:: AVAILABLE RECORDS

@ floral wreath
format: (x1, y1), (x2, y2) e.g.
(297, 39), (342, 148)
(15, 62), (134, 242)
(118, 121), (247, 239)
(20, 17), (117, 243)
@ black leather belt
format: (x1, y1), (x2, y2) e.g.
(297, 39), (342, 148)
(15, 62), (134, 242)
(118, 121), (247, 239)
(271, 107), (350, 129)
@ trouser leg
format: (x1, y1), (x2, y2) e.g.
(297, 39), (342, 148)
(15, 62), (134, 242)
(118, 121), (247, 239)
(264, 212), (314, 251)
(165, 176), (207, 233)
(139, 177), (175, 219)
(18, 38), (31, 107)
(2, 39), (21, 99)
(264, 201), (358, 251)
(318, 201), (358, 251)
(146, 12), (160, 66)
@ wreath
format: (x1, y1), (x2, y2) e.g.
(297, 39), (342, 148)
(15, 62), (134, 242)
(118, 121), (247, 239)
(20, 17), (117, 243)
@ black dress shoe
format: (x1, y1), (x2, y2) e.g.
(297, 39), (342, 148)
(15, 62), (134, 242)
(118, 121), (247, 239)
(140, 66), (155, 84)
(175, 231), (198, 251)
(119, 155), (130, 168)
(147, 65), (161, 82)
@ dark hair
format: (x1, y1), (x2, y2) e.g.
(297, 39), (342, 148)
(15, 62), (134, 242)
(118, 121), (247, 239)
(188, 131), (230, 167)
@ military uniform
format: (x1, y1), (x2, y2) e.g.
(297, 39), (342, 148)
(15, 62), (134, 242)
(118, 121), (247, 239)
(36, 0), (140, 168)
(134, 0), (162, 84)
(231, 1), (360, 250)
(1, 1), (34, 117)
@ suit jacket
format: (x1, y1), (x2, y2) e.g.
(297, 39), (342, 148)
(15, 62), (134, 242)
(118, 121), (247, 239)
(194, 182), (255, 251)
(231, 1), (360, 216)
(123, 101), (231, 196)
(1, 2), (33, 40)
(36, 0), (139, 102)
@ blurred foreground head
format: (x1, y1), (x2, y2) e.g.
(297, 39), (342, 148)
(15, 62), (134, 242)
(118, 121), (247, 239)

::::

> **HOW TO COMPLETE THIS TASK**:
Restate every record above, exactly, in full.

> **ANSWER AREA**:
@ floral wreath
format: (x1, y1), (x2, y2) e.g.
(297, 39), (342, 148)
(15, 62), (134, 242)
(118, 121), (247, 239)
(20, 17), (117, 243)
@ black leather belt
format: (x1, y1), (x2, y2) e.g.
(297, 39), (342, 148)
(15, 62), (134, 242)
(118, 121), (247, 239)
(271, 107), (350, 129)
@ trouser leg
format: (x1, y1), (x2, y2) e.g.
(297, 39), (342, 148)
(15, 62), (134, 242)
(118, 121), (247, 239)
(264, 212), (314, 251)
(165, 176), (207, 233)
(139, 177), (175, 219)
(18, 38), (31, 107)
(2, 39), (21, 99)
(264, 201), (358, 251)
(318, 201), (358, 251)
(146, 12), (160, 66)
@ wreath
format: (x1, y1), (x2, y2) e.g.
(297, 39), (342, 148)
(15, 62), (134, 242)
(118, 121), (247, 239)
(20, 17), (117, 243)
@ black dress shoe
format: (x1, y1), (x2, y2) e.g.
(297, 39), (342, 148)
(15, 62), (134, 242)
(118, 121), (247, 239)
(140, 66), (155, 84)
(175, 231), (198, 251)
(119, 155), (130, 168)
(147, 65), (161, 82)
@ dark hair
format: (x1, y1), (x2, y2) e.g.
(297, 39), (342, 148)
(15, 62), (134, 242)
(118, 121), (247, 239)
(188, 131), (230, 167)
@ military uniform
format: (x1, y1), (x2, y2) e.g.
(297, 39), (342, 148)
(15, 62), (134, 242)
(118, 121), (247, 239)
(36, 0), (140, 168)
(134, 0), (162, 84)
(231, 1), (360, 250)
(1, 1), (34, 117)
@ suit jacket
format: (x1, y1), (x2, y2) e.g.
(297, 39), (342, 148)
(15, 62), (134, 242)
(118, 121), (247, 239)
(194, 182), (255, 251)
(231, 1), (360, 216)
(123, 101), (231, 196)
(1, 2), (33, 40)
(36, 0), (139, 102)
@ blurred foreground head
format: (x1, y1), (x2, y2) e.g.
(297, 39), (342, 148)
(15, 62), (134, 242)
(118, 121), (247, 239)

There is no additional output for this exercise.